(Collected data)
···

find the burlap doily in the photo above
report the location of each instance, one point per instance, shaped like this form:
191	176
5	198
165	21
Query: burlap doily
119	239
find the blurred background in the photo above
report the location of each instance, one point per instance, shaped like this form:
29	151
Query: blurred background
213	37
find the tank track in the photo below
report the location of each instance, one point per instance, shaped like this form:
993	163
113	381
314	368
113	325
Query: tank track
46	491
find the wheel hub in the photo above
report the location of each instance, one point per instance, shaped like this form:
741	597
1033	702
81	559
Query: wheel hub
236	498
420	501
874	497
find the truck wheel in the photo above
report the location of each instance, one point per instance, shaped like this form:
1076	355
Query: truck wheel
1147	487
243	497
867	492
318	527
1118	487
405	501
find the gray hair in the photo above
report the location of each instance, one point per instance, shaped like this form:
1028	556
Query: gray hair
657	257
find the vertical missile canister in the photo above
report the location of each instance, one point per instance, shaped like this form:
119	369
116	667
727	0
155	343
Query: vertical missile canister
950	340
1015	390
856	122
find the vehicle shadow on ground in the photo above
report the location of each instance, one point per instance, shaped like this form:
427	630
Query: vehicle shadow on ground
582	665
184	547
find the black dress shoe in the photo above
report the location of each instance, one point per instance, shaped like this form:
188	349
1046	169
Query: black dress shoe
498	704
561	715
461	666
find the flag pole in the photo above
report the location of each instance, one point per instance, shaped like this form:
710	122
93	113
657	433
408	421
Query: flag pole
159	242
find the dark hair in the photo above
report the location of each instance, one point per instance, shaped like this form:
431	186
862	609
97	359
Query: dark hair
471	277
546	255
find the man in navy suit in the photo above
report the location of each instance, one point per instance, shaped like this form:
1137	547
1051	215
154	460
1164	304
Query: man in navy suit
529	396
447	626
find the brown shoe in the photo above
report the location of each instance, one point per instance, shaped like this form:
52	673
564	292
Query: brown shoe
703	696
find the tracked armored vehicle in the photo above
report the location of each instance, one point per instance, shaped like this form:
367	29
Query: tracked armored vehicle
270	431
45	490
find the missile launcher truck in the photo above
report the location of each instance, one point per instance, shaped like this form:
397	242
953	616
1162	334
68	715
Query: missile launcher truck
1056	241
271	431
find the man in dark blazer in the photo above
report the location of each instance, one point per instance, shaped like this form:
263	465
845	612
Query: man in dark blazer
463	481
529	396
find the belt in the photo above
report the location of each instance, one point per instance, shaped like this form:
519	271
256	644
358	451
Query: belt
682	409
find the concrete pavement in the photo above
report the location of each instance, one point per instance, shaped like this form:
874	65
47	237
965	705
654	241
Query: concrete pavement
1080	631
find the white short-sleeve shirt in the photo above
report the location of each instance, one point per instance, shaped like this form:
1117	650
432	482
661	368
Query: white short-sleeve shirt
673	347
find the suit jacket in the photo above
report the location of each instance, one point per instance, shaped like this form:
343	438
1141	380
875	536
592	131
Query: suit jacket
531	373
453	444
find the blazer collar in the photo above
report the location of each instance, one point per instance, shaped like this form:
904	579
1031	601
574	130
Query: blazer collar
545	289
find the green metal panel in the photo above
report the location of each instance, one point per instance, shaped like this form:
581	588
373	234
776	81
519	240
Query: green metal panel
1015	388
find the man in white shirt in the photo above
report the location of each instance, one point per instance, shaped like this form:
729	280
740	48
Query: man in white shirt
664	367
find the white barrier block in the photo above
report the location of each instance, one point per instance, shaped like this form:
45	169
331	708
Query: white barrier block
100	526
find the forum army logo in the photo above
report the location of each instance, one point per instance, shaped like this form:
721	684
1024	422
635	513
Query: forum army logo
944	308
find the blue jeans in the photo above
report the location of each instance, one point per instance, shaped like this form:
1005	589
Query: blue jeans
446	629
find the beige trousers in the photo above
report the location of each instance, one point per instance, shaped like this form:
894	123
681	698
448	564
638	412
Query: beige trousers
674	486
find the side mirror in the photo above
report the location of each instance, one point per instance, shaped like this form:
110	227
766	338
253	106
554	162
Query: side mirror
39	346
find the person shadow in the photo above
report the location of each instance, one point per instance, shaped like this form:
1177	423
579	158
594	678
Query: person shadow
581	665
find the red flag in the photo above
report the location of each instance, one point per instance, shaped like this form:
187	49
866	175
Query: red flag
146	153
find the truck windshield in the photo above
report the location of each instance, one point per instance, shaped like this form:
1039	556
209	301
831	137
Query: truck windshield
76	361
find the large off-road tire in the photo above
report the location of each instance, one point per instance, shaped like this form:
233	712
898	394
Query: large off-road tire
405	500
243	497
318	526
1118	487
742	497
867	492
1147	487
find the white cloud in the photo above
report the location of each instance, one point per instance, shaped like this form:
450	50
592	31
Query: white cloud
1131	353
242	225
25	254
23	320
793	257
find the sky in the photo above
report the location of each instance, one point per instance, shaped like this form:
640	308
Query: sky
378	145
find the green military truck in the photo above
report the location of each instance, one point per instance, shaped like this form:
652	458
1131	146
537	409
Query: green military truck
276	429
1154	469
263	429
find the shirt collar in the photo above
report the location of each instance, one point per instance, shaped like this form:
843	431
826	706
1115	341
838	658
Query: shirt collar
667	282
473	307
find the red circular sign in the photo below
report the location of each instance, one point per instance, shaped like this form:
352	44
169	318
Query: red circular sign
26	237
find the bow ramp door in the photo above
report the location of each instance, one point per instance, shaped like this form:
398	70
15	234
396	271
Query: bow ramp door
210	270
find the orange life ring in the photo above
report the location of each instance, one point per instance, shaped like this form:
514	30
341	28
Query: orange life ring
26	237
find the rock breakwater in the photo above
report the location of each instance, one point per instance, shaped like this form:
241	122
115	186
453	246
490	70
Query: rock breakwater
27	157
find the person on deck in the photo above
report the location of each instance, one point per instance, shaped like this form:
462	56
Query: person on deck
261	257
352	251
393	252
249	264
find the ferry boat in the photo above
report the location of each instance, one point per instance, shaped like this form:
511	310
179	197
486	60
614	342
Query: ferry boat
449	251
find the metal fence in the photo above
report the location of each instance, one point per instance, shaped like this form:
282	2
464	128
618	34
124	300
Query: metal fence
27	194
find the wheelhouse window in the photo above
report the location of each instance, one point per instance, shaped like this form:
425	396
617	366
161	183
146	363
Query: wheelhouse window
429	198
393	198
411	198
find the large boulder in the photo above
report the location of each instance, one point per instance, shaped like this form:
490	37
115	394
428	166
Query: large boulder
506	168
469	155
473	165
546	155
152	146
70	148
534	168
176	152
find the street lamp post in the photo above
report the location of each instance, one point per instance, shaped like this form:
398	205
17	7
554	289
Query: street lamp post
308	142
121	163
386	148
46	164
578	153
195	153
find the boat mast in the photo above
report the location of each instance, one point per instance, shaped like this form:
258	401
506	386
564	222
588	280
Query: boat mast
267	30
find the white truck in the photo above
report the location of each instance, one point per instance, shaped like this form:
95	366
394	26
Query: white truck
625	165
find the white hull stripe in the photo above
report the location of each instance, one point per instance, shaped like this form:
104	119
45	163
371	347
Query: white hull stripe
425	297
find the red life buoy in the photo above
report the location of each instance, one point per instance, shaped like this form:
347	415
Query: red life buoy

···

> Directive
Restate the whole listing exactly.

> The completed task
find the burlap doily in the photo above
report the location of each instance, one point per instance, shaped like this form:
191	176
5	198
165	21
Query: burlap doily
119	239
find the blurred background in the photo above
report the location of each instance, one point per instance, shaped like this form:
29	151
Query: blurred background
213	37
find the tank track in the photo below
report the location of each instance, one point per instance, shaped like this form:
993	163
113	381
314	368
113	325
Query: tank track
46	491
find the wheel hub in the photo above
report the location of each instance, one point per instance, shaped like this form:
741	597
1033	702
81	559
Query: wheel hub
236	498
420	501
874	497
find the truck wheel in the photo above
report the location of each instance, one point per instance, shaped like this form:
1076	355
Query: truck wheel
1147	487
243	497
867	492
318	527
1118	487
405	501
find the gray hair in the photo above
report the location of each instance, one point per instance, shaped like this form:
1028	556
Query: gray hair
657	257
find the vertical missile canister in the photo above
report the location of each instance, one point per instance, shaped like this form:
119	369
116	667
727	0
155	343
Query: vertical missile canister
950	340
1015	390
856	122
find the vehicle shadow on ground in the photo above
report the location of each instance, one point per instance, shaped like this form:
427	630
Query: vehicle shadow on ground
582	665
184	547
find the black dress shoe in the photo above
report the location of each instance, one point per instance, shaped like this form:
188	349
1046	169
Query: black dress shoe
498	704
561	715
461	666
find the flag pole in the photo above
report the location of each instance, one point per instance, shaped like this form:
710	122
93	113
657	433
408	421
Query: flag pole
159	242
find the dark hair in the photo above
report the location of each instance, one point per instance, shaped like this form:
431	186
862	609
97	359
Query: dark hair
471	277
546	255
find the man in navy suit in the photo above
report the location of each instance, one point per instance, shaped like this form:
1137	547
1051	215
154	460
1164	304
Query: man in navy suit
529	396
447	626
find the brown shoe in the photo above
report the location of each instance, one point per instance, shaped like this form:
52	673
564	292
Query: brown shoe
703	696
find the tracked armored vehicle in the photo above
report the location of each instance, one point per instance, shaped like this form:
367	29
Query: tracked armored vehicle
270	431
45	490
find the missile launcher truck in the photo above
report the location of each instance, one point per instance, shaped like this form:
397	242
953	616
1162	334
68	715
Query: missile launcher truck
1056	241
271	431
find the man in dark blazer in the photo above
report the location of each instance, one point per instance, shaped like this form:
263	465
845	612
Query: man in dark blazer
463	481
529	396
find the belt in the photo above
report the location of each instance, one point per instance, shaped like this form:
519	271
256	644
358	451
Query: belt
682	409
find the concrete pavement in the photo above
report the location of each instance, one point per instance, shaped like this form:
874	65
47	237
965	705
654	241
Query: concrete pavement
1080	631
find the white short-sleeve shirt in the photo above
report the location of each instance, one point per instance, shaped like this form:
1117	650
432	482
661	368
Query: white short-sleeve shirt
673	347
find the suit jacket in the photo above
report the location of each instance, one point per instance, shaped like this form:
343	438
1141	380
875	536
592	131
Query: suit jacket
531	373
453	444
find the blazer collar in the photo above
report the location of each instance, one point per instance, shaped like this form:
904	579
1031	601
574	130
Query: blazer collar
545	289
find the green metal panel in the photo above
report the location of each instance, one point per instance, shaped like this form:
581	588
373	234
776	81
519	240
Query: green metal panel
1015	388
find the man in white shirt in the photo above
report the location of each instance, one point per instance, shaped like this form:
729	280
740	48
Query: man in white shirt
664	367
find the white barrier block in the photo above
report the location of each instance, one point per instance, shaped like this form:
45	169
331	708
Query: white barrier block
100	526
find the forum army logo in the photo above
report the location of each instance, one point per instance, shaped like this form:
721	684
1024	422
635	513
Query: forum army logo
944	308
find the blue jeans in the photo above
report the location of each instance, one point per instance, shaped like this form:
1005	589
Query: blue jeans
446	629
find the beige trousers in the photo above
report the location of each instance, one point per instance, shaped like this form:
894	123
681	698
448	564
638	412
Query: beige trousers
674	486
find the side mirror in the photo above
report the location of each instance, one point per instance, shaped like this form:
110	227
766	338
253	106
554	162
Query: side mirror
39	346
find the person shadow in the photo above
report the location of each instance, one point per instance, shaped like this form:
1177	423
579	158
594	678
Query: person shadow
581	665
find the red flag in the photo above
report the location of each instance, one point per instance, shaped like this form:
187	49
866	175
Query: red flag
146	153
find the truck windshield in the photo above
report the location of each instance, one point per instance, shaped like this form:
1039	556
209	301
831	137
Query: truck windshield
76	361
find the large off-road tire in the photo above
report the location of each instance, one point per instance, shaped like this form:
233	712
898	394
Query: large off-road tire
405	500
243	497
318	526
1118	487
742	497
867	492
1147	487
find the white cloud in the photo above
report the location of each instance, one point per instance, shaped like this form:
450	50
592	31
Query: white cloud
1131	353
242	225
25	254
23	320
793	257
find the sky in the photo above
report the location of each instance, one point per instance, shaped like this form:
640	308
Query: sky
378	145
find the green military truck in the photo above
report the location of each instance, one point per instance, shaped like this form:
652	458
1131	146
537	409
Query: green military truck
276	429
1154	469
263	429
find the shirt collar in the photo above
report the location of each instance, one point per instance, shaped like this form:
843	431
826	706
1115	341
838	658
Query: shirt collar
667	282
473	307
find the red circular sign in the photo below
report the location of each instance, one point per instance, shaped like this form:
352	44
169	318
Query: red circular sign
26	237
find the bow ramp door in the photo above
report the location of each instance, one point per instance, shaped like this form:
398	70
15	234
396	271
Query: bow ramp door
210	270
find the orange life ring in the photo above
report the location of each instance, one point per instance, shaped like this form:
514	30
341	28
Query: orange life ring
26	237
find the rock breakwater in the photo above
report the location of each instance, one point per instance, shaped like this form:
241	122
115	186
453	246
490	70
Query: rock breakwater
27	157
find the person on deck in the photo above
report the location of each instance, one point per instance, shaped like this form:
462	56
Query: person on deck
261	257
352	251
393	252
249	264
find the ferry boat in the photo above
report the location of each instance, one point per instance, shaped like this form:
511	310
179	197
486	60
614	342
Query: ferry boat
449	251
find the metal fence in the photo above
report the location of each instance, one point per instance, shaped like this form:
282	2
464	128
618	34
124	300
Query: metal fence
27	194
find the wheelhouse window in the photo above
report the location of each instance, one point per instance, shaped like this form:
425	396
617	366
161	183
146	363
Query: wheelhouse window
429	198
393	198
411	198
find the large boulder in the photo above
report the location of each instance, one point per instance, shaped like this form:
490	37
115	394
428	166
Query: large boulder
506	168
469	155
473	165
546	155
152	146
70	148
534	168
176	152
find the street lamp post in the photo above
report the location of each instance, one point per instance, shaped like this form:
398	205
17	7
554	289
Query: street lamp post
308	142
121	163
386	148
46	164
578	153
195	153
find the boat mast in the photo above
report the location of each instance, one point per instance, shaped like this form:
258	401
506	386
564	222
588	280
Query: boat mast
267	30
find the white truck in the photo above
report the location of each instance, one point per instance, shaped like this form:
95	366
394	26
Query: white truck
625	165
find the white hull stripe in the photo above
report the location of each instance, one point per instance, shaped like this form:
104	119
45	163
371	347
Query: white hull stripe
425	297
find the red life buoy in the photo above
report the location of each instance, one point per instance, shaped like this form:
347	415
Query: red life buoy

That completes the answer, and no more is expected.